## WHAT NEEDS TO BE DONE:
Which lines in the rows below contain the word "white"? Return each of them in full.

## TASK INPUTS:
◆ ◆ ◆ ◆ ◆

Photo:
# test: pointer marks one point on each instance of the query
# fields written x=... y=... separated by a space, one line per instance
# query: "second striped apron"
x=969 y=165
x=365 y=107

◆ ◆ ◆ ◆ ◆

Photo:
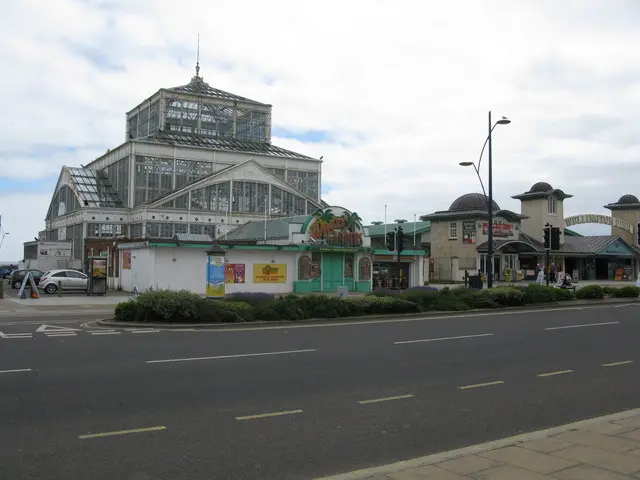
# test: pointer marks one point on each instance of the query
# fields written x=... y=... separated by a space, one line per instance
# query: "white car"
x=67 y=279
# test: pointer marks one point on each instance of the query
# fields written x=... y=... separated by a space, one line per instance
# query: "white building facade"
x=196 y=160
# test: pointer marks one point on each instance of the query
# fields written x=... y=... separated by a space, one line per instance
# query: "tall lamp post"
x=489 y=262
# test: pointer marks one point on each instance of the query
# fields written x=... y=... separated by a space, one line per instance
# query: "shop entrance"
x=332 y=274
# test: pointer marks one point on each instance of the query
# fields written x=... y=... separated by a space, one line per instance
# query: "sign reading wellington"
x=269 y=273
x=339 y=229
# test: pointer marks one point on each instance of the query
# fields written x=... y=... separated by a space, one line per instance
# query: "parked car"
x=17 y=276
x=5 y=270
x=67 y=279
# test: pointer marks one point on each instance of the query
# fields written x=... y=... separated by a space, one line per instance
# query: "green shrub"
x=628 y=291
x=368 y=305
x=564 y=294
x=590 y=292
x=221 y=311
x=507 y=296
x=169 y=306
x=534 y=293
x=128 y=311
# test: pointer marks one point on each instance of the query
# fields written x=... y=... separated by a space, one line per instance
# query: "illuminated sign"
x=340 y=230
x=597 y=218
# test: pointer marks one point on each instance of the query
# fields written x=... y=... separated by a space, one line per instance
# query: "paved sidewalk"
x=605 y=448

◆ ◆ ◆ ◆ ◆

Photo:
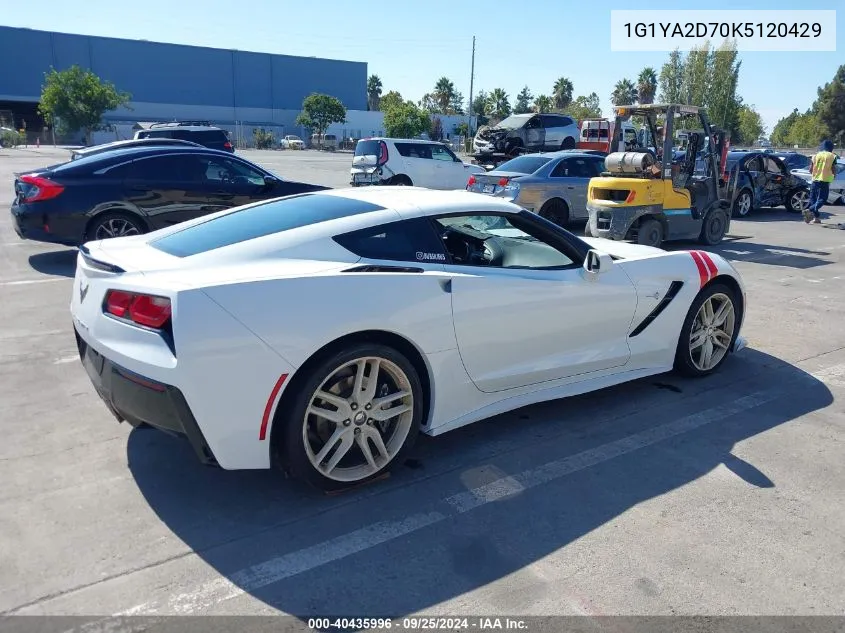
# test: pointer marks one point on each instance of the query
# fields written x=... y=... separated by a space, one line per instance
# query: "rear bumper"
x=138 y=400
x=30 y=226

◆ ◆ ◆ ◆ ◆

## COMPLETED TASK:
# query: "white car"
# query: "white building facade"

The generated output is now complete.